• _Recorded information_:
————————

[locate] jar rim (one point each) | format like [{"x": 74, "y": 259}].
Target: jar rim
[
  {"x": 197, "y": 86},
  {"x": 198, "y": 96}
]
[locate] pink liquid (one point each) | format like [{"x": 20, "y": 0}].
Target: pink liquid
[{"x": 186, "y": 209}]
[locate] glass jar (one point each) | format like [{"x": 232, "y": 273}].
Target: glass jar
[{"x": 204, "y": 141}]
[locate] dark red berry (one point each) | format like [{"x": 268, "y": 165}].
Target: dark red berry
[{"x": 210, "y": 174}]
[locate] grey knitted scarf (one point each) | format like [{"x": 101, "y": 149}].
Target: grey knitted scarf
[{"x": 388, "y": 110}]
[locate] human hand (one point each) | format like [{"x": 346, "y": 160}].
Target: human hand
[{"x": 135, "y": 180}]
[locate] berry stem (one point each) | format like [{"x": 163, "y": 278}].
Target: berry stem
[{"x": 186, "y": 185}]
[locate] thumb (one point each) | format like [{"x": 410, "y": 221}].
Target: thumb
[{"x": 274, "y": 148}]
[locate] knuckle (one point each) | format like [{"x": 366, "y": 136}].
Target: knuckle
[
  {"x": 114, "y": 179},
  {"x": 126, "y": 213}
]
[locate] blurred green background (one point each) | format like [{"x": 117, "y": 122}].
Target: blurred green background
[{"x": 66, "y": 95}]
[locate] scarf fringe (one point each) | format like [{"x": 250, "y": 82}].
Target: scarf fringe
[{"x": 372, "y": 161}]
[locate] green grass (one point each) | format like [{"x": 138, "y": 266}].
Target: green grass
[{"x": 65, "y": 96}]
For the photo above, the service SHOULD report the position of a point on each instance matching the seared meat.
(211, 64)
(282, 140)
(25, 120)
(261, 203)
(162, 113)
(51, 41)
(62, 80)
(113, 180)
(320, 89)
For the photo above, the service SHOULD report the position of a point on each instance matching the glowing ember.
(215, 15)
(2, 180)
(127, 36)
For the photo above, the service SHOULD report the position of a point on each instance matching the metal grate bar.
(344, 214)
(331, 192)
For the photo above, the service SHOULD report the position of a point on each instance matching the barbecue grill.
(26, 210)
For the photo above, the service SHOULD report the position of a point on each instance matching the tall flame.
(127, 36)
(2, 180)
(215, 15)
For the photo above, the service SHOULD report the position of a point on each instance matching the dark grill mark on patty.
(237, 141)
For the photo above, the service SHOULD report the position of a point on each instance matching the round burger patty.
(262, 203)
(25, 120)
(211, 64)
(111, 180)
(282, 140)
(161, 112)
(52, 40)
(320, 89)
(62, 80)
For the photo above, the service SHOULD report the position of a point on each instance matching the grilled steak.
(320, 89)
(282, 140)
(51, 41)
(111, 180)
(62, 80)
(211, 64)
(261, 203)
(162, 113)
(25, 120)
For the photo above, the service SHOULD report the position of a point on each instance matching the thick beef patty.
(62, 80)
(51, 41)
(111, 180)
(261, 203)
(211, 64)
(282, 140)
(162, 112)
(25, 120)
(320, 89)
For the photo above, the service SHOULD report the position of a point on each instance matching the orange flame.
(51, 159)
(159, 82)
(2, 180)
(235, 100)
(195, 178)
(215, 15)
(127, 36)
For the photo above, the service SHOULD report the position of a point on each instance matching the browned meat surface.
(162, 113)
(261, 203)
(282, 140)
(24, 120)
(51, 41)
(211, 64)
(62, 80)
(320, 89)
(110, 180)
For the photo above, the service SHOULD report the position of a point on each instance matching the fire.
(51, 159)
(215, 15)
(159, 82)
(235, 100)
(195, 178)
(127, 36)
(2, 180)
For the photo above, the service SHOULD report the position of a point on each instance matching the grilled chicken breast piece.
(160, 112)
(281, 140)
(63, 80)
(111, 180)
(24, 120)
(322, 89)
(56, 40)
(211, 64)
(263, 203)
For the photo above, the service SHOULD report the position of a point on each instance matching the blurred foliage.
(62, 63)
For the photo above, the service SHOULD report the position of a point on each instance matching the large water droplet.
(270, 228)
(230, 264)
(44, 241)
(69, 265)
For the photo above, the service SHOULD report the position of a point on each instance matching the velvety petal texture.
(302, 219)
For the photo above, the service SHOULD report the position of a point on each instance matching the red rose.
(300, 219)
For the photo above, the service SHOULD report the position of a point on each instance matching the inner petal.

————————

• _What is required_: Restate the listing in full, word for word.

• _Result of the task_:
[locate] jar rim (one point each) | format like [{"x": 74, "y": 259}].
Target: jar rim
[
  {"x": 197, "y": 86},
  {"x": 198, "y": 96}
]
[locate] pink liquid (one point each) | format like [{"x": 20, "y": 0}].
Target: pink liquid
[{"x": 186, "y": 209}]
[locate] glass jar (one point each) | format like [{"x": 232, "y": 273}].
Target: glass jar
[{"x": 204, "y": 141}]
[locate] dark red berry (one point each) | format like [{"x": 268, "y": 165}].
Target: dark red berry
[{"x": 210, "y": 174}]
[locate] grey knitted scarf (one point each) | format like [{"x": 101, "y": 149}].
Target: grey knitted scarf
[{"x": 388, "y": 110}]
[locate] human hand (one point each) | format like [{"x": 346, "y": 160}].
Target: human hand
[{"x": 135, "y": 180}]
[locate] berry stem (one point each) | format like [{"x": 163, "y": 278}].
Target: berry stem
[{"x": 186, "y": 185}]
[locate] thumb (one point each) | format like [{"x": 410, "y": 221}].
Target: thumb
[{"x": 274, "y": 148}]
[locate] knuckle (one point each) | format like [{"x": 366, "y": 136}].
Target: knuckle
[
  {"x": 114, "y": 179},
  {"x": 126, "y": 213}
]
[locate] blurred green background (one point each) | format like [{"x": 117, "y": 122}].
Target: blurred green background
[{"x": 66, "y": 95}]
[locate] scarf fringe (one point each) | format like [{"x": 250, "y": 82}].
Target: scarf fringe
[{"x": 372, "y": 161}]
[locate] green grass (one point each) | format like [{"x": 138, "y": 266}].
Target: green grass
[{"x": 65, "y": 96}]
For the photo above, the service SHOULD report the position of a point on each instance matching the seared meat.
(211, 64)
(282, 140)
(25, 120)
(261, 203)
(162, 113)
(51, 41)
(62, 80)
(113, 180)
(320, 89)
For the photo above, the service SHOULD report the position of a point on each instance matching the glowing ember.
(215, 15)
(2, 180)
(127, 36)
For the photo above, the service SHOULD report the position of a point on each instance matching the metal grate bar.
(344, 214)
(331, 192)
For the photo above, the service SHOULD report the position of a point on each instance matching the barbecue grill.
(26, 210)
For the photo above, the service SHOULD report the position of a point on each instance matching the tall flame.
(127, 36)
(2, 180)
(215, 15)
For the photo above, the service SHOULD report the position of a point on each instance matching the dark grill mark on patty.
(237, 141)
For the photo above, the service SHOULD report the position of a point on each instance matching the round burger patty.
(262, 203)
(25, 120)
(211, 64)
(111, 180)
(282, 140)
(161, 112)
(52, 40)
(320, 89)
(62, 80)
For the photo above, the service SHOULD report the position of a point on each instance matching the grilled steak.
(320, 89)
(282, 140)
(51, 41)
(111, 180)
(62, 80)
(211, 64)
(261, 203)
(162, 113)
(25, 120)
For the photo above, the service SHOULD report the position of a point on each instance matching the thick beef patty.
(62, 80)
(51, 41)
(111, 180)
(261, 203)
(211, 64)
(282, 140)
(162, 112)
(25, 120)
(320, 89)
For the photo above, the service SHOULD report the position of a point on each instance matching the orange flame.
(51, 159)
(159, 82)
(2, 180)
(235, 100)
(195, 178)
(215, 15)
(127, 36)
For the photo above, the service SHOULD report the position of a point on each instance matching the browned meat surface.
(162, 113)
(261, 203)
(282, 140)
(24, 120)
(51, 41)
(211, 64)
(62, 80)
(320, 89)
(110, 180)
For the photo above, the service SHOULD report the position of a point on each instance matching the fire.
(51, 159)
(215, 15)
(159, 82)
(235, 100)
(195, 178)
(127, 36)
(2, 180)
For the photo above, the service SHOULD report the position of a point on each instance matching the grilled chicken breast piece.
(160, 112)
(281, 140)
(63, 80)
(111, 180)
(24, 120)
(322, 89)
(56, 40)
(211, 64)
(263, 203)
For the photo above, the service SHOULD report the position of a point on each instance matching the blurred foliage.
(62, 63)
For the photo above, the service SHOULD report the position of a point on each instance matching the large water droplet.
(270, 228)
(230, 264)
(44, 241)
(69, 265)
For the photo above, the service SHOULD report the position of a point on each instance matching the velvety petal texture.
(302, 219)
For the photo above, the service SHOULD report the position of a point on each instance matching the red rose.
(300, 219)
For the photo above, the service SHOULD report the position of a point on each instance matching the inner petal.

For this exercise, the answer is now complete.